• **Instrucciones de la tarea**: Según el texto de estudio, ¿qué es la familia para Foucault?

• **Texto de estudio**:
-=-=-=-=-
Por eso es tan brillante la obra de Foucault. “Los anormales” tiene que ver con eso justamente, con estudiar y analizar qué pasa con aquellas personas que no califican, que escapan de los parámetros. ¿Qué sucede con ellos?  Y en base a lo que venimos planteando, podemos mejor preguntar, ¿qué sucedió con ellos?

¿Qué pasó durante su infancia? ¿Por qué falló el proceso de normalización que lleva a cabo la familia como institución, en conjunto con la escuela, el barrio, la calle, etc? ¿Y si buscamos ahí las posibles causas de este desborde pulsional? ¿Y si la liberación de las cadenas que mantenían unidas a las familias más allá de sus voluntades tuvo como contrapartida la liberación de las estructuras que formaban adultos reprimidos y, por ello mismo, más civilizados y correctos que salvajes?

Perdón por la tosquedad de las preguntas, son hipótesis de trabajo. Las esbozo mientras las pienso. Pero son justamente sólo un puntapié para debatir, para buscar respuestas. Por algún lado hay que empezar.

La familia, dice Foucault, es “el principio de enderezamiento de lo anormal”. Si vemos tantos seres “anormales”, que hacen cosas que no podemos explicar, ni ellos mismos pueden, quizá convendría indagar en ese proceso de enderezamiento. Con suerte, podríamos encontrar algunas claves para entender el fenómeno social al cual estamos asistiendo. Repito: sin precedentes y en constante evolución y crecimiento.
-=-=-=-=-
• **Información**:
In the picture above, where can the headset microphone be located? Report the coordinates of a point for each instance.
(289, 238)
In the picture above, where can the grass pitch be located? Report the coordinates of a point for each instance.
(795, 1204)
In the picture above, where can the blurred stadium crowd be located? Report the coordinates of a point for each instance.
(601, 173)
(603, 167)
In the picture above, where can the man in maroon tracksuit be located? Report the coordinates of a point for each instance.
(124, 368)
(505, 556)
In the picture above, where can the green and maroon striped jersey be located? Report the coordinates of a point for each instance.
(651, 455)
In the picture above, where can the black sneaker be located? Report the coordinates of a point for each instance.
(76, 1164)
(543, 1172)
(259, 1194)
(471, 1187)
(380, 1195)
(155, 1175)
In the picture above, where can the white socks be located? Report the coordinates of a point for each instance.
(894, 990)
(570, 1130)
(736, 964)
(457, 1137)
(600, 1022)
-=-=-=-=-
• **Respuesta del ejercicio**: Es «el principio de enderezamiento de lo anormal».